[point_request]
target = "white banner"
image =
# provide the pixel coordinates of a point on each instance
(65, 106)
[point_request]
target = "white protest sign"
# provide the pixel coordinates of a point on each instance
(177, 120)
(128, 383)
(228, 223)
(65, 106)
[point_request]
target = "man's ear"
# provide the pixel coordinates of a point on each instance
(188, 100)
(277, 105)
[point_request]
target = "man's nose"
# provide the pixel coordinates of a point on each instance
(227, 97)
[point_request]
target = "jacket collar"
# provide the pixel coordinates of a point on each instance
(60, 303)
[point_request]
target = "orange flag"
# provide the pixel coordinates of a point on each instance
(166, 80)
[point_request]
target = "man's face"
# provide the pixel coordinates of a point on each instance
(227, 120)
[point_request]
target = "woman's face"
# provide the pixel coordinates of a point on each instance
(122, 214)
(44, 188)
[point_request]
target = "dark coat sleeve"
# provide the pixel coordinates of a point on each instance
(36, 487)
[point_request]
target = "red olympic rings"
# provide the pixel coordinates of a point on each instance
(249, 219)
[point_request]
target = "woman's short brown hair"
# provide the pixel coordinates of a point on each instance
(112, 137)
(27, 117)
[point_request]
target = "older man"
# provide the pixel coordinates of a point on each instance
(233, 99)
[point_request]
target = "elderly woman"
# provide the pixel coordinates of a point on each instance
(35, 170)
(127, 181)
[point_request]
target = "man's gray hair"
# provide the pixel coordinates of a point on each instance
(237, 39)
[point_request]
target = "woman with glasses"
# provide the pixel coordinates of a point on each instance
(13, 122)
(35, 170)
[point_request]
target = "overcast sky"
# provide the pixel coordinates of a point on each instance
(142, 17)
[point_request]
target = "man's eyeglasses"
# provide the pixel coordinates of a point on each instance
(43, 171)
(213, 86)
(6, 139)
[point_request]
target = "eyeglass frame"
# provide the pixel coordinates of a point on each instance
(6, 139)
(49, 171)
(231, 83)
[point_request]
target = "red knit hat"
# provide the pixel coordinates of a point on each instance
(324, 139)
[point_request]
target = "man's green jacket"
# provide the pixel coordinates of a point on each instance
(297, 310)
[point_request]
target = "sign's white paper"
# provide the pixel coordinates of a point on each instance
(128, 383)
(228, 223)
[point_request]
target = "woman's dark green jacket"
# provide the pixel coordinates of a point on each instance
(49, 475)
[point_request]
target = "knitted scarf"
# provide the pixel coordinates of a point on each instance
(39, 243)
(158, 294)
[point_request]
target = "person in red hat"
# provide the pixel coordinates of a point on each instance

> _Task directions_
Write out the entries above once more, without altering anything.

> _Reply_
[point_request]
target = "white banner"
image =
# provide the pixel coordinates of a point on each instance
(65, 106)
[point_request]
target = "white protest sign"
# provide the pixel coordinates of a point on each instance
(177, 120)
(128, 383)
(228, 223)
(65, 106)
[point_request]
target = "man's ear"
# provide the pixel coordinates of a point on each instance
(188, 100)
(277, 105)
[point_request]
target = "man's nose"
# provide the pixel coordinates of a point on each instance
(227, 97)
[point_request]
target = "jacket collar"
# provide the pixel coordinates of a point on each instance
(60, 303)
[point_request]
target = "orange flag"
# provide the pixel coordinates of a point on each instance
(166, 80)
[point_request]
target = "man's face"
# provide the pixel coordinates of a point on each instance
(227, 120)
[point_request]
target = "woman's face"
# provide the pixel coordinates of a point on each instance
(122, 214)
(44, 188)
[point_request]
target = "dark coat sleeve"
# provide the pixel coordinates of a point on each instance
(36, 487)
[point_request]
target = "red olympic rings"
# provide the pixel coordinates of a point on each instance
(249, 219)
[point_request]
target = "woman's short brown hair"
# provide the pixel coordinates of a point on each instance
(112, 137)
(27, 117)
[point_request]
target = "older man"
# provide the pixel coordinates of a point on each instance
(233, 99)
[point_request]
target = "elderly woman"
# provide the pixel coordinates of a point on each instance
(35, 170)
(127, 181)
[point_request]
target = "man's gray hair"
# provide the pixel coordinates of a point on each instance
(237, 39)
[point_request]
target = "woman with glasses"
# provide the pixel coordinates of a point on each instance
(13, 122)
(35, 170)
[point_request]
target = "overcast sky"
# provide the pixel coordinates of a point on each instance
(142, 17)
[point_request]
target = "man's eyeglasses"
# provide the pixel coordinates of a point on each instance
(43, 171)
(213, 86)
(6, 139)
[point_request]
target = "eyeglass frame"
# provide the pixel coordinates of a point on each instance
(6, 139)
(49, 171)
(231, 83)
[point_request]
target = "red knit hat"
# provide the pixel coordinates of a point on each instance
(324, 139)
[point_request]
target = "man's green jacket"
# provide the pixel coordinates of a point on each instance
(297, 310)
[point_request]
target = "sign's white paper"
# provide the pixel coordinates of a point on each instance
(128, 383)
(228, 223)
[point_request]
target = "woman's dark green jacket"
# provide the pixel coordinates of a point on each instance
(49, 475)
[point_request]
target = "knitted scarf"
# provide the pixel coordinates of a point on each instance
(39, 243)
(158, 294)
[point_request]
target = "person in red hat"
# provide the pixel coordinates of a point on each instance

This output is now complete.